**Source text:**
(begin)

That is happening with video right now. Eric from Apple just shared a nice
accessibility video, but because he has no access to the setup of the server
at apple.com, he cannot reconfigure it to support the video/ogg mime type,
with the result that in Firefox I cannot watch it even though there is a Ogg
file present.

I think if we can let people get away with serving text/plain on a WebSRT
file, but actually requesting text/websrt be used, that would be the best.



>   * Add a header to WebSRT to make it uniquely identifiable.
>>>
>>>>
>>>>> The header would have to be mandatory and browsers would have to reject
>>>>> files that don't have it. Such files would be compatible with some
>>>>> existing
>>>>> software and break some, depending on how they sniff. We could also put
>>>>> metadata in such a header.
>>>>>
>>>>>
>>>>>  Yes, I think we need to introduce a header. Maybe we can hide all the
>>>> structure in what SRT recognizes as comments (i.e. start the lines as
>>>> ";".

(end)

**Input for this task:**
(begin)

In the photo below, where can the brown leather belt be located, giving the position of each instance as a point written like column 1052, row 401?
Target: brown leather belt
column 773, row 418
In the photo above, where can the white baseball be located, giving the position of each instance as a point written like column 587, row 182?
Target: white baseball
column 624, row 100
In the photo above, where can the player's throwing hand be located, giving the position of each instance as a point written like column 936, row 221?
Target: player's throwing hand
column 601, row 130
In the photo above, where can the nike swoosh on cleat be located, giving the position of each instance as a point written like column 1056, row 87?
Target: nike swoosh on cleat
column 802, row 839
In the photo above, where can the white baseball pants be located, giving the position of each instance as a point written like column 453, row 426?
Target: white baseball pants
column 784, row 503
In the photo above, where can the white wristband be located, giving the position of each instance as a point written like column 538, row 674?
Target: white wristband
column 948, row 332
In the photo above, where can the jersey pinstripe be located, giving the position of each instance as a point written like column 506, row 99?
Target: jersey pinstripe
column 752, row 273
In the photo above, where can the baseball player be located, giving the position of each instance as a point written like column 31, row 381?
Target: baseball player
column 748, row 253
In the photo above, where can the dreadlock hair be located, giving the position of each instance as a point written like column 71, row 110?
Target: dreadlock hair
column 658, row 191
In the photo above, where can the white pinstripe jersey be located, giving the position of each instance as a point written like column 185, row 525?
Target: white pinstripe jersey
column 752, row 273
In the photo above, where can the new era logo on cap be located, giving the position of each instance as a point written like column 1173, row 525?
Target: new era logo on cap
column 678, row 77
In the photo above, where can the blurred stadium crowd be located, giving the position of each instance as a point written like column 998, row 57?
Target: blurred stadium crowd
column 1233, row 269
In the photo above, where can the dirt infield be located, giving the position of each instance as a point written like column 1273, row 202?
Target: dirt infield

(end)

**Tasks for this exercise:**
1 – From the WebSRT discussion, copy out the stretch from "That is happening" through "file present.".
2 – In the entries, rewrite the stretch from the line containing "In the photo above, where can the nike" through the line containing "column 802, row 839", swapping "cleat" for "shoe" and leaving everything else unchanged.

**Outputs by task:**
1 –
That is happening with video right now. Eric from Apple just shared a nice
accessibility video, but because he has no access to the setup of the server
at apple.com, he cannot reconfigure it to support the video/ogg mime type,
with the result that in Firefox I cannot watch it even though there is a Ogg
file present.

2 –
In the photo above, where can the nike swoosh on shoe be located, giving the position of each instance as a point written like column 1056, row 87?
Target: nike swoosh on shoe
column 802, row 839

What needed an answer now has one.